TASK REQUIREMENTS
Convert the lines of the items below, from the one containing "point_to MUST indicate the white" through the one containing "Target: cat's ear", into a JSON list of strings with one string per line and no blank lines.

─── EXERCISE DATA ───

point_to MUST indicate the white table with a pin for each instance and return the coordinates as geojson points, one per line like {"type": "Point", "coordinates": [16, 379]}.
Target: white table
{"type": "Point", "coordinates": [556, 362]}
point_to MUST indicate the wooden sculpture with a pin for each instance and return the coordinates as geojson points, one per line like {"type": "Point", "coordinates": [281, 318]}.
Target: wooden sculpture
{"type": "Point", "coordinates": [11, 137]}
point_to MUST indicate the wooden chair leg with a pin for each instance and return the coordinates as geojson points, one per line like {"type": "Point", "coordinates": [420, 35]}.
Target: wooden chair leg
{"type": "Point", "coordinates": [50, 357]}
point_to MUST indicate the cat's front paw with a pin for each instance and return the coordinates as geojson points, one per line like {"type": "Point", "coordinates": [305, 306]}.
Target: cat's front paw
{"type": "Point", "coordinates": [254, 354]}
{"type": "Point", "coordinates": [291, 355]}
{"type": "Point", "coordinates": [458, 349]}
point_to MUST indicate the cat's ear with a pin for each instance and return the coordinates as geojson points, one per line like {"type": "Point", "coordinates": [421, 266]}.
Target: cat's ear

───
─── EXERCISE DATA ───

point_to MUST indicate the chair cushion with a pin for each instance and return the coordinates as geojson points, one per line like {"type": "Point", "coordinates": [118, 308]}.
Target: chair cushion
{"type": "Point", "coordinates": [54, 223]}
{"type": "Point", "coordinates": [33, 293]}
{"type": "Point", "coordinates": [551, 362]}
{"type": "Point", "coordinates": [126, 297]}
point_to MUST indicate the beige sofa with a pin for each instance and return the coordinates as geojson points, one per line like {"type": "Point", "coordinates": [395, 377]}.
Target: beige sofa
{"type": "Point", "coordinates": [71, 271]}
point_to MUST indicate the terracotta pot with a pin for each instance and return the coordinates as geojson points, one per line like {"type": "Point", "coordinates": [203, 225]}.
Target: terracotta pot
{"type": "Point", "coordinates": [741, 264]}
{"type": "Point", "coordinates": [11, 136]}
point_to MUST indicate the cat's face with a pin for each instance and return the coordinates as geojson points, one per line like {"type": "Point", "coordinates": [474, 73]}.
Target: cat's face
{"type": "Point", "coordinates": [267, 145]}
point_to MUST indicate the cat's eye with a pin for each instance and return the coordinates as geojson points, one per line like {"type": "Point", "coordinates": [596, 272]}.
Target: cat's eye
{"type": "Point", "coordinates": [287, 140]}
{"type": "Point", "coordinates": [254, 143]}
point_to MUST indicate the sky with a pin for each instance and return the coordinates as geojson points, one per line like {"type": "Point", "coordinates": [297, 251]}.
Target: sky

───

EXPECTED ANSWER
[
  "point_to MUST indicate the white table with a pin for each instance and return the coordinates as geojson points, one per line like {\"type\": \"Point\", \"coordinates\": [16, 379]}.",
  "Target: white table",
  "{\"type\": \"Point\", \"coordinates\": [556, 362]}",
  "point_to MUST indicate the wooden sculpture with a pin for each instance and return the coordinates as geojson points, one per line like {\"type\": \"Point\", \"coordinates\": [281, 318]}.",
  "Target: wooden sculpture",
  "{\"type\": \"Point\", \"coordinates\": [11, 137]}",
  "point_to MUST indicate the wooden chair leg with a pin for each instance and return the coordinates as geojson points, one per line like {\"type\": \"Point\", \"coordinates\": [420, 35]}.",
  "Target: wooden chair leg",
  "{\"type\": \"Point\", \"coordinates\": [50, 357]}",
  "point_to MUST indicate the cat's front paw with a pin for each instance and return the coordinates as geojson points, one per line like {\"type\": \"Point\", \"coordinates\": [305, 306]}.",
  "Target: cat's front paw",
  "{\"type\": \"Point\", \"coordinates\": [254, 354]}",
  "{\"type\": \"Point\", \"coordinates\": [291, 355]}",
  "{\"type\": \"Point\", \"coordinates\": [458, 349]}",
  "point_to MUST indicate the cat's ear with a pin for each instance and return the coordinates as geojson points, one per line like {\"type\": \"Point\", \"coordinates\": [421, 266]}.",
  "Target: cat's ear"
]